THE PROBLEM ▸ Copy every line from the data below in which the string "diamond" can be found.

*** Opening STUDY MATERIAL ***

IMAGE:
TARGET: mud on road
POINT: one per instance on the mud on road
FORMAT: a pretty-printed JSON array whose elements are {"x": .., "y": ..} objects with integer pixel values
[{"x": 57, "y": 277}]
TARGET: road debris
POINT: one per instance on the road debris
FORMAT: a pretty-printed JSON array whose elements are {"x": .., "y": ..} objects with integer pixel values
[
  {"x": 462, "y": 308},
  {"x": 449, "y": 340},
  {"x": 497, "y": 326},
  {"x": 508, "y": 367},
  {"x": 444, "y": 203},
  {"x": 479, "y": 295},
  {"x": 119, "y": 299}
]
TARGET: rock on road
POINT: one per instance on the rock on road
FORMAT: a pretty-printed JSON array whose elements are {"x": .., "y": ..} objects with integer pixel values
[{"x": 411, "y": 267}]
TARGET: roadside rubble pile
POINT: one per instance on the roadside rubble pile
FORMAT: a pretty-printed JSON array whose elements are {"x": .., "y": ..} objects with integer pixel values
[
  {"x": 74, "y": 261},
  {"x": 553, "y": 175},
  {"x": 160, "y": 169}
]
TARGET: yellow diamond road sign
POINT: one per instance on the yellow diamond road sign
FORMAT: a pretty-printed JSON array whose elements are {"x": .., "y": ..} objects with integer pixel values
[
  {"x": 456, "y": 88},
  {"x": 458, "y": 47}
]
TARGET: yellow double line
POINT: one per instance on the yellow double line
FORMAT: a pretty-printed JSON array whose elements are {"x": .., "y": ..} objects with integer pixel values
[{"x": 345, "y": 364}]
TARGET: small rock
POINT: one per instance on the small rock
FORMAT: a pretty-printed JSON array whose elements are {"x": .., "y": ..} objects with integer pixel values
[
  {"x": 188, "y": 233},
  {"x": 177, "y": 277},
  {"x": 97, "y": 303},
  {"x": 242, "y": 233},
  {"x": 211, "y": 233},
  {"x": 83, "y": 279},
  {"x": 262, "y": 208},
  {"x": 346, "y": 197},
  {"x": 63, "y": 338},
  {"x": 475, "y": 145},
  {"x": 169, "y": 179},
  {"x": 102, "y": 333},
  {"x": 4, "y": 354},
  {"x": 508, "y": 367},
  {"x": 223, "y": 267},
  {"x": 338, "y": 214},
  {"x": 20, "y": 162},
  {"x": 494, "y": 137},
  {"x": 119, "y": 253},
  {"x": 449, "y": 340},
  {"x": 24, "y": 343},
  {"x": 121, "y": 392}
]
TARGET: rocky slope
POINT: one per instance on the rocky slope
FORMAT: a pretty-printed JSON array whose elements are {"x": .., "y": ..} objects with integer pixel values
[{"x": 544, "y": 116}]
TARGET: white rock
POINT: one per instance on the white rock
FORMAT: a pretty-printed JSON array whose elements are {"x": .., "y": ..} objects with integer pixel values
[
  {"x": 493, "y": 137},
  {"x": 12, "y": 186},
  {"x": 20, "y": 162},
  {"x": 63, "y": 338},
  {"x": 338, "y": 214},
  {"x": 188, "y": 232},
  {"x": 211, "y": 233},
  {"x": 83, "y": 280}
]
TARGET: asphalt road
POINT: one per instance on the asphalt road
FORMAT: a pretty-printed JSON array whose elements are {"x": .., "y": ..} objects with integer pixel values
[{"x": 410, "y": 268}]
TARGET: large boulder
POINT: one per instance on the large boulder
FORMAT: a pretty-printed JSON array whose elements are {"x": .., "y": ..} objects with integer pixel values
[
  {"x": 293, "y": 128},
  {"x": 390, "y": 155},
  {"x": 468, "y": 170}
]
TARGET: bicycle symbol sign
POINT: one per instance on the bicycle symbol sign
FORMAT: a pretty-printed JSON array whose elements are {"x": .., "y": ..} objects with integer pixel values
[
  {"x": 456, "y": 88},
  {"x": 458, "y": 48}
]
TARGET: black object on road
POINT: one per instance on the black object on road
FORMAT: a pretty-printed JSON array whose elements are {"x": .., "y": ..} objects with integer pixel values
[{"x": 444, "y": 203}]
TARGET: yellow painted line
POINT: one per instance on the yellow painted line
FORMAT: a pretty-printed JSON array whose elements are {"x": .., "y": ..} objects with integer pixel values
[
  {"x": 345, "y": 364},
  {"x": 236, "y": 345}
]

*** Closing STUDY MATERIAL ***

SOLVED PROBLEM ▸
TARGET: yellow diamond road sign
POINT: one per instance on the yellow diamond road sign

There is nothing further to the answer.